Can you gather every line below that contains the word "breaking"? Case counts, so match uppercase and lowercase letters exactly.

──────── Entries supplied

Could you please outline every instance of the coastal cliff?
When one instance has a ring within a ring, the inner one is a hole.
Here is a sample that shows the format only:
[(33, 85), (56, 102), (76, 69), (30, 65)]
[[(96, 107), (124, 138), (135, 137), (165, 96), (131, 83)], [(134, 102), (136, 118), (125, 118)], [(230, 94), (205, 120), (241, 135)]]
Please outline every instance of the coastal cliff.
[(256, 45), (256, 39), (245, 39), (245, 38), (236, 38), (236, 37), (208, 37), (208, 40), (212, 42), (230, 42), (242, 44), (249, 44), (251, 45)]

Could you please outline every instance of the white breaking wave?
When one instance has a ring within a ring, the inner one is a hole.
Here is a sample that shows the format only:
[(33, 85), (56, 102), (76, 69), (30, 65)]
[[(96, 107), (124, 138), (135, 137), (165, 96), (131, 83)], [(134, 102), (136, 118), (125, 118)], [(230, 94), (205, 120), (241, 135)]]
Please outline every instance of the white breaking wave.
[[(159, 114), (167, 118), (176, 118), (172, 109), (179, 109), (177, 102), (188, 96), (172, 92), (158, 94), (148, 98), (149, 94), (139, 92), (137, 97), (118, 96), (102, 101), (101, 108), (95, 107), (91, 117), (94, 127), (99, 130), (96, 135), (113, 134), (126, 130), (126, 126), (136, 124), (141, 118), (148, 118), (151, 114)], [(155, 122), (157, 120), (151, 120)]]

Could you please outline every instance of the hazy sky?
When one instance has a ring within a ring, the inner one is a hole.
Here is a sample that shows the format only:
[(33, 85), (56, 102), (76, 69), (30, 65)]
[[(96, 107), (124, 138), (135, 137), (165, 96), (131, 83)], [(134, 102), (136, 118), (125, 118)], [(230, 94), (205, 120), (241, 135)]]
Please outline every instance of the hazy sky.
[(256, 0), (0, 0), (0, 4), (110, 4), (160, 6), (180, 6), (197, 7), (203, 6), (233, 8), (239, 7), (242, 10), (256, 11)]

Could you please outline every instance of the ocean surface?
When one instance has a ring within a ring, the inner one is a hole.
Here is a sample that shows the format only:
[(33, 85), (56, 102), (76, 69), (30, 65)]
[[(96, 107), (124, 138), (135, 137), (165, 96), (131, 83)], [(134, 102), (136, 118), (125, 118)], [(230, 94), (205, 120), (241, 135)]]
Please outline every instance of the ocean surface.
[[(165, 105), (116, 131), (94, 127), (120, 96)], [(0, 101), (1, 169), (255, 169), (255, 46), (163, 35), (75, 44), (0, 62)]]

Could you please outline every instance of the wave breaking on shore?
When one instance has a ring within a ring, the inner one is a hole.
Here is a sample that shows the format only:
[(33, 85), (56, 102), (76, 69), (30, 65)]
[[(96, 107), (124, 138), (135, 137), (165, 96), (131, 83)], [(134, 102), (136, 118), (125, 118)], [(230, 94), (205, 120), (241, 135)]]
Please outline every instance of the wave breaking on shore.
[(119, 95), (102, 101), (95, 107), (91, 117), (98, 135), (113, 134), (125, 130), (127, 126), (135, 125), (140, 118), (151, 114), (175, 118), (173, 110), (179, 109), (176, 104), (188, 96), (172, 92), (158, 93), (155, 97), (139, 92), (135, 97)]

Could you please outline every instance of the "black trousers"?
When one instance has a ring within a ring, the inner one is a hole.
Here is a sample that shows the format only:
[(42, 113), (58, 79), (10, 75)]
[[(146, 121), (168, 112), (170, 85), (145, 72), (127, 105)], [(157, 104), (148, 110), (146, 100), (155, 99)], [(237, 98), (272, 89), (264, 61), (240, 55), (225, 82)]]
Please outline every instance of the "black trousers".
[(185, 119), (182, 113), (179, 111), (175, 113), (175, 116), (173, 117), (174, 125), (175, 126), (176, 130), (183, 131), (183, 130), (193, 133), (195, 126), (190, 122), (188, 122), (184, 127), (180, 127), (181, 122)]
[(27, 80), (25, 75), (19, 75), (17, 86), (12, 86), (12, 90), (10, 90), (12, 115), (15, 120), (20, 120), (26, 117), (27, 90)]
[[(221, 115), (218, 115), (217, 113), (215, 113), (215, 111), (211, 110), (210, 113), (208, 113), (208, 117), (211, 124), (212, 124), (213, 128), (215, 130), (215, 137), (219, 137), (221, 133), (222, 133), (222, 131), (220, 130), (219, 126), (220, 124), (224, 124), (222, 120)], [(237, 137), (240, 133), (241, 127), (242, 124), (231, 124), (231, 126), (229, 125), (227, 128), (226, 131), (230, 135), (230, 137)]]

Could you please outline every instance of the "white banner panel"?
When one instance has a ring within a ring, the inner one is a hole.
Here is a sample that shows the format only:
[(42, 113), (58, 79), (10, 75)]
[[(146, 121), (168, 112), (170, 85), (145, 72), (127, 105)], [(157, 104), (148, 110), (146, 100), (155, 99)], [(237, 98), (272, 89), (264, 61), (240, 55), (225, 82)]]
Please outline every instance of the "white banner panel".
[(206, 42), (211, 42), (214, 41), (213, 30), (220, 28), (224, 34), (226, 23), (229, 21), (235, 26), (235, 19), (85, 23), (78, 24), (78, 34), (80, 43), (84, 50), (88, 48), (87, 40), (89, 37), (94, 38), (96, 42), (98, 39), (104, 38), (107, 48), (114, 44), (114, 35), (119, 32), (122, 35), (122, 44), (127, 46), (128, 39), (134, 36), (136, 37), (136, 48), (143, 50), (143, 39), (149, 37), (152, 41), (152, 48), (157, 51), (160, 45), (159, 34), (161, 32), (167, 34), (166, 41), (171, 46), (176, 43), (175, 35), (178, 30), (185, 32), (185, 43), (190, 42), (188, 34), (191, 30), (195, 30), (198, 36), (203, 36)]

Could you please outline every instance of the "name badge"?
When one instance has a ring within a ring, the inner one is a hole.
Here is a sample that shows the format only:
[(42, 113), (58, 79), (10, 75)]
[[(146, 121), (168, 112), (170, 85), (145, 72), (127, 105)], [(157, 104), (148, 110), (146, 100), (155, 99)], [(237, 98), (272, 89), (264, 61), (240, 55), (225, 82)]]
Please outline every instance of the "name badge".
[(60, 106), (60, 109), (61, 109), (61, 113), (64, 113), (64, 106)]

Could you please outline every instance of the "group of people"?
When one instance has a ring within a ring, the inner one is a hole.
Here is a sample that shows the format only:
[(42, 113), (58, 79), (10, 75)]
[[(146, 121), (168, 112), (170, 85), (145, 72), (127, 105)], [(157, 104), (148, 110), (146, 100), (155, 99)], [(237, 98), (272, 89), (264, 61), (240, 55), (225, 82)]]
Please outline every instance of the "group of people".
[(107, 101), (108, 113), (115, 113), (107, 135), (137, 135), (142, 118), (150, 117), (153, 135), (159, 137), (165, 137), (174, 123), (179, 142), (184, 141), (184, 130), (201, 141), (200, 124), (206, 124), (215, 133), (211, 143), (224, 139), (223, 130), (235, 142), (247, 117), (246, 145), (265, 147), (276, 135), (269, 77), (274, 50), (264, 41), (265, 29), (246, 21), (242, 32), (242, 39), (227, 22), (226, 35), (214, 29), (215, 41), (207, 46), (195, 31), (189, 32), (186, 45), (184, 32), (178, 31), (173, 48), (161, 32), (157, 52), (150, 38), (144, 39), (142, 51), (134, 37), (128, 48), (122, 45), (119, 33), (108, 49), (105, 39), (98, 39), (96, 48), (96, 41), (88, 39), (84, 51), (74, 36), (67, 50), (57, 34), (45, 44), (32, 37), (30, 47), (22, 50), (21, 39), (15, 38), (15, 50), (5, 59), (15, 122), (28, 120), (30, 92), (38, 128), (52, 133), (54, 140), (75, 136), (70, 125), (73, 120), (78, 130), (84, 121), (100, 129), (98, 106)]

────────────────

- **Output**:
Could you please outline every instance of the white breaking wave?
Please outline every instance of the white breaking wave.
Could you please outline every instance of the wave breaking on shore?
Please outline every instance of the wave breaking on shore.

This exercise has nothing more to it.